= Beginning of Section =

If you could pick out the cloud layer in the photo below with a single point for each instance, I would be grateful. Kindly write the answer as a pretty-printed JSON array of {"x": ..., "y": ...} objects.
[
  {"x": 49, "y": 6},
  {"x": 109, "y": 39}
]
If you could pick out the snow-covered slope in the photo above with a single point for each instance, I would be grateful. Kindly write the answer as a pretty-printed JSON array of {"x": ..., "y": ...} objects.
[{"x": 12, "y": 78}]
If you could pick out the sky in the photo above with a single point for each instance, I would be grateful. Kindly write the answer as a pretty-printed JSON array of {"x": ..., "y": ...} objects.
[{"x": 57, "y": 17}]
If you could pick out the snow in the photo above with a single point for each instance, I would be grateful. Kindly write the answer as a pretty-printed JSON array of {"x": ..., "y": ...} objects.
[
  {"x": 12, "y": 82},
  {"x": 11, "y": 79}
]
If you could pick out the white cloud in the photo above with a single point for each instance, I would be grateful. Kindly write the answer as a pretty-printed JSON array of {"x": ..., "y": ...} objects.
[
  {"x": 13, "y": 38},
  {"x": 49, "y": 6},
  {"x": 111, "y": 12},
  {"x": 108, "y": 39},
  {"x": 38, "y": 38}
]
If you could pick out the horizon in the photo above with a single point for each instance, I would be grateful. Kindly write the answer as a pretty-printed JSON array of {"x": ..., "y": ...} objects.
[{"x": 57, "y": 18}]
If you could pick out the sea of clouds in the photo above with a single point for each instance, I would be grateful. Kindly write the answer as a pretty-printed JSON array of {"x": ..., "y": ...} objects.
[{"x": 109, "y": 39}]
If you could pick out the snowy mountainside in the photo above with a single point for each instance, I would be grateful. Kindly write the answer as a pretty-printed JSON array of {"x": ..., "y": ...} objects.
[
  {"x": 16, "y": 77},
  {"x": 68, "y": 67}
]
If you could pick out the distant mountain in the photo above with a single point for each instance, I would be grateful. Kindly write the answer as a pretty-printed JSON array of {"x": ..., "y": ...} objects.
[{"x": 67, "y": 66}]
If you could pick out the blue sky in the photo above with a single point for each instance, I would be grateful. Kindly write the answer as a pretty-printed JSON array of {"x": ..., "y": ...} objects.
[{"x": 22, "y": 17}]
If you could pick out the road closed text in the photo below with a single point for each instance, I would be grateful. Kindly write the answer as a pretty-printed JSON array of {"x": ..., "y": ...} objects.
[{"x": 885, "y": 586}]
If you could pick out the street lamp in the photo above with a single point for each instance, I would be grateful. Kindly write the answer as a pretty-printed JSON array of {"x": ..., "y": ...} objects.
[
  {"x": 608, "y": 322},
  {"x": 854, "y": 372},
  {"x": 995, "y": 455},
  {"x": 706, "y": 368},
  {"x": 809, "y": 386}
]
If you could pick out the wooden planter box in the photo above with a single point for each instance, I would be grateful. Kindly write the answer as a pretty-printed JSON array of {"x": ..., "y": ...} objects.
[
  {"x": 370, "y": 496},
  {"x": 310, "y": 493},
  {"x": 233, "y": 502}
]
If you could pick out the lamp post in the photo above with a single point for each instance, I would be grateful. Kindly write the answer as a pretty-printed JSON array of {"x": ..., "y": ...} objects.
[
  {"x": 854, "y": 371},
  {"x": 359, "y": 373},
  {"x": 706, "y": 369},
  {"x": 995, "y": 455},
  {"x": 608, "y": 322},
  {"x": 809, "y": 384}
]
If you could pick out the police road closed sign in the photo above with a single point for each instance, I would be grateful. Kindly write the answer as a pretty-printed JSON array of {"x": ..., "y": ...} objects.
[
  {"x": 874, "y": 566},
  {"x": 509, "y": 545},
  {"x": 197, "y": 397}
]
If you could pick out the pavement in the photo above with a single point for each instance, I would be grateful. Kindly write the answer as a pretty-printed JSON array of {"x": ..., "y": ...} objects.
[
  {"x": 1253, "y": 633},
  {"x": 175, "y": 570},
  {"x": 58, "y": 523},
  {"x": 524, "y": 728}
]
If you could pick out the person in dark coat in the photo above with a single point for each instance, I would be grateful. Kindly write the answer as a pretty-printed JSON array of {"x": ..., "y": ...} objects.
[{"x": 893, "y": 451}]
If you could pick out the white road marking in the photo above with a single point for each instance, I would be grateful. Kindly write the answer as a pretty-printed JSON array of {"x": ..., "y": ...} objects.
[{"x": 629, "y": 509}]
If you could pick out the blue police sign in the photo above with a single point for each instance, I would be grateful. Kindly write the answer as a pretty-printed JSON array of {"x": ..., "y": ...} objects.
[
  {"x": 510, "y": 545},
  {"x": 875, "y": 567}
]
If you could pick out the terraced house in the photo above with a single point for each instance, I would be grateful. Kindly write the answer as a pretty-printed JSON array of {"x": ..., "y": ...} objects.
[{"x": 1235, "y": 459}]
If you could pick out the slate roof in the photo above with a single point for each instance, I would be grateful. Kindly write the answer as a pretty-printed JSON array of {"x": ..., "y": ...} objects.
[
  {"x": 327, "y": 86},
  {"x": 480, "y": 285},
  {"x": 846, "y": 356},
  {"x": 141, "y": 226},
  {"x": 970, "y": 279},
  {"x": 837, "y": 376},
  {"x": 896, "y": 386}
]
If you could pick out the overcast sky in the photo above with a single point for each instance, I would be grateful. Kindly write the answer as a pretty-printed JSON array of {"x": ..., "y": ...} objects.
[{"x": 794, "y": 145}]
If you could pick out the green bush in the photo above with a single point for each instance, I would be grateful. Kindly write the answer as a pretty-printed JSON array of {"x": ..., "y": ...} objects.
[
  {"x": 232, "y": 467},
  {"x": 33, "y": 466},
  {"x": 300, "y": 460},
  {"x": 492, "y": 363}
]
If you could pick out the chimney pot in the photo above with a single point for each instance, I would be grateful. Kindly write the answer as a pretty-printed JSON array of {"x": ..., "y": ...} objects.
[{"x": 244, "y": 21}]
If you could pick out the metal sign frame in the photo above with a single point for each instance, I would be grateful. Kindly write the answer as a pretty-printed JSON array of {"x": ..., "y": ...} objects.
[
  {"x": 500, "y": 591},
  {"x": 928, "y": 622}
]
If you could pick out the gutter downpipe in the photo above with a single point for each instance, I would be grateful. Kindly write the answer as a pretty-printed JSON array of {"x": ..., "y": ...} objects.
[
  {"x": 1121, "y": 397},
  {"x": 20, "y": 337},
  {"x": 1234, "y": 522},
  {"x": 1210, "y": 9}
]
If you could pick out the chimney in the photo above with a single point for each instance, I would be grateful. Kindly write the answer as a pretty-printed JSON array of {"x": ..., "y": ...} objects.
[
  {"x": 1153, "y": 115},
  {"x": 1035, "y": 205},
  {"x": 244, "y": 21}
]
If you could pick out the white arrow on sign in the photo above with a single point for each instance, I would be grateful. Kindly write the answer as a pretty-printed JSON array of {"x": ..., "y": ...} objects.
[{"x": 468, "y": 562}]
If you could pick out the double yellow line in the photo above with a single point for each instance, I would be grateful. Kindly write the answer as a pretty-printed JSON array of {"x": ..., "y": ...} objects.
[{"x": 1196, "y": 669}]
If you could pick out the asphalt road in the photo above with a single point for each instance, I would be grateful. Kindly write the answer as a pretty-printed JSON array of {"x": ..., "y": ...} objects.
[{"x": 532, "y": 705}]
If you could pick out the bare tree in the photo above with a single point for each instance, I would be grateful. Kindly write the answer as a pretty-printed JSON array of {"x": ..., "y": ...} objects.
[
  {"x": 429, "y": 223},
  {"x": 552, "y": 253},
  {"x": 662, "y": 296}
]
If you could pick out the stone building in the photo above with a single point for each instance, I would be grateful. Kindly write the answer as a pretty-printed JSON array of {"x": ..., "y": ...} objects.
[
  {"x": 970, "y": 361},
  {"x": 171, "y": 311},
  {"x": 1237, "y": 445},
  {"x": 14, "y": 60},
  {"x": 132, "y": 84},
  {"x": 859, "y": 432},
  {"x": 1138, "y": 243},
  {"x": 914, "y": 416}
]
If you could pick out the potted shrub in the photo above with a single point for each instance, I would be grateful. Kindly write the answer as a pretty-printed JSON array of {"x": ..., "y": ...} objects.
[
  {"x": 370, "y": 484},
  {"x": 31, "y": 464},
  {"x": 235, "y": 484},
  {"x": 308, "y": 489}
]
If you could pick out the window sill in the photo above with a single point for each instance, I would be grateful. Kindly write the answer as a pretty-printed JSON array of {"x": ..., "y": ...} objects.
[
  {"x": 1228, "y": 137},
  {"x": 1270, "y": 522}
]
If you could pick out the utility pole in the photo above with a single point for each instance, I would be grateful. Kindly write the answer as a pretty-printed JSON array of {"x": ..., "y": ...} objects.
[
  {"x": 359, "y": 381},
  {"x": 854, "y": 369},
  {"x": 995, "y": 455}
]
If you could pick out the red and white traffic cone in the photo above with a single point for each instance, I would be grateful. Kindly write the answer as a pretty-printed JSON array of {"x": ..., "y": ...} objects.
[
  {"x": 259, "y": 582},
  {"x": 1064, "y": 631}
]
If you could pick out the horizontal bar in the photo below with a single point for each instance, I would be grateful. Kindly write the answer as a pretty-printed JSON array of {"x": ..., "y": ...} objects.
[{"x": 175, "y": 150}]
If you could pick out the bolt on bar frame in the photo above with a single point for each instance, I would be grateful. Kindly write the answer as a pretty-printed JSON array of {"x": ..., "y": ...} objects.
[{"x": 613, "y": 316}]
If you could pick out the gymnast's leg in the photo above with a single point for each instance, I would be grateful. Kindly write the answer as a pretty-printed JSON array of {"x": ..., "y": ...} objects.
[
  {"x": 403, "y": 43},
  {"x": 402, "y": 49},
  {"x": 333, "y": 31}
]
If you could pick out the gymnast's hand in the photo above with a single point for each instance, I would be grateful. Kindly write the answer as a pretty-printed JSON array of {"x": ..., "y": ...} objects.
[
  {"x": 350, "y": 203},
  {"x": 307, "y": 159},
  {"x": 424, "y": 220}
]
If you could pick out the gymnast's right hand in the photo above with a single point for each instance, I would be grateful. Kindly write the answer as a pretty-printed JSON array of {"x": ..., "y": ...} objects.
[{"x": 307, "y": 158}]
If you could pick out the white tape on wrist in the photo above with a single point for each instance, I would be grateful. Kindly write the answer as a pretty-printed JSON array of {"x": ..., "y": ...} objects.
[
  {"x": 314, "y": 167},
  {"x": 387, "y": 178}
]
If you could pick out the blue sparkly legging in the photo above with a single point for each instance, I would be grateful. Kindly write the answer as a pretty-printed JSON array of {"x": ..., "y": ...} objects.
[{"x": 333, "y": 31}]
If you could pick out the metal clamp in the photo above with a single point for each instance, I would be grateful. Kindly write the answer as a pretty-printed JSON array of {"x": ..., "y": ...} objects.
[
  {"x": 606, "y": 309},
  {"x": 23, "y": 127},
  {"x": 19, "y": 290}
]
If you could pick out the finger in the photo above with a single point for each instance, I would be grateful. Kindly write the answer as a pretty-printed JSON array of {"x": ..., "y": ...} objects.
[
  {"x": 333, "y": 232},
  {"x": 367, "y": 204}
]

= End of Section =

- **EXERCISE**: Output exactly the lines from the one containing "If you could pick out the finger" through the last line of the records, both included. Output nothing else.

- **WRITTEN REPLY**:
If you could pick out the finger in the photo above with a single point for each instance, I would be grateful. Kindly write the answer as a pretty-printed JSON array of {"x": ..., "y": ...} objects.
[
  {"x": 333, "y": 232},
  {"x": 367, "y": 204}
]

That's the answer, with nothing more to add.